> _What you have to do_
Each line in the records that mentions the word "head" needs to be listed.
Records shown START
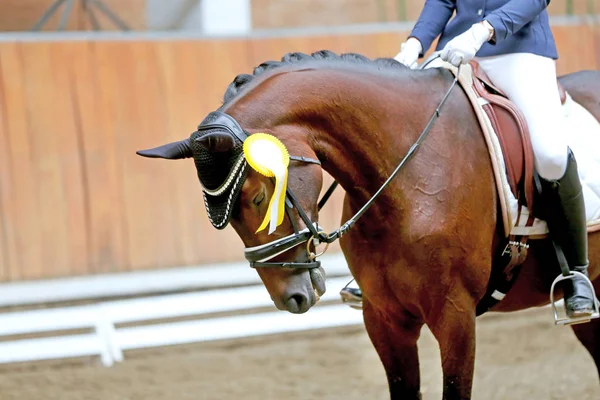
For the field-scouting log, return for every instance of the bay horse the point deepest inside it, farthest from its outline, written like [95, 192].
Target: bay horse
[422, 253]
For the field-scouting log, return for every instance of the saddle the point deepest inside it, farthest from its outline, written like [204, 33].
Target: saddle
[513, 134]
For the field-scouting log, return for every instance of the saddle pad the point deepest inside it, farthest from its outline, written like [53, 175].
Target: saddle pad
[583, 137]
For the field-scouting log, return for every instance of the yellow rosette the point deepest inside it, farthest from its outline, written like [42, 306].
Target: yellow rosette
[269, 157]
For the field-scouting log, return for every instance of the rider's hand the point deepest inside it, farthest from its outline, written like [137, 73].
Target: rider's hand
[464, 47]
[409, 52]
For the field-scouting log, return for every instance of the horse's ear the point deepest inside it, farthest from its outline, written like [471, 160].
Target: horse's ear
[170, 151]
[217, 142]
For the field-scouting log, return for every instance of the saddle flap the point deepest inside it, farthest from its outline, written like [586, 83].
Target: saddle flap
[513, 135]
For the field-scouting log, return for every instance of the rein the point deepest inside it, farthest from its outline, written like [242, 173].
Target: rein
[259, 255]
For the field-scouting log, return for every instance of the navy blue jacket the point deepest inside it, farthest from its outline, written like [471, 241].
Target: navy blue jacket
[521, 25]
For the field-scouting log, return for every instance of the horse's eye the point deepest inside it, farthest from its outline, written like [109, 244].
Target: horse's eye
[259, 198]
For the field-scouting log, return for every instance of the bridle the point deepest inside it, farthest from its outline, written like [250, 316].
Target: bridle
[260, 256]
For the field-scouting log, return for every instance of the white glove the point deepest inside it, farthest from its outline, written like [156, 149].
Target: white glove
[464, 47]
[409, 52]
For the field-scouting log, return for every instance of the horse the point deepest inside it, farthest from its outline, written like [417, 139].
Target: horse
[422, 251]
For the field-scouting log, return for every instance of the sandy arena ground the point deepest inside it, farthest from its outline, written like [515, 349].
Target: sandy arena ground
[520, 356]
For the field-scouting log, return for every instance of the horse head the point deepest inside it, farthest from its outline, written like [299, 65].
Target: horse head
Records shown END
> _Exercise response_
For the field-scouting log, return for every instance of the horse head the point deepest inside it, farthest from its outline, written like [299, 65].
Target: horse head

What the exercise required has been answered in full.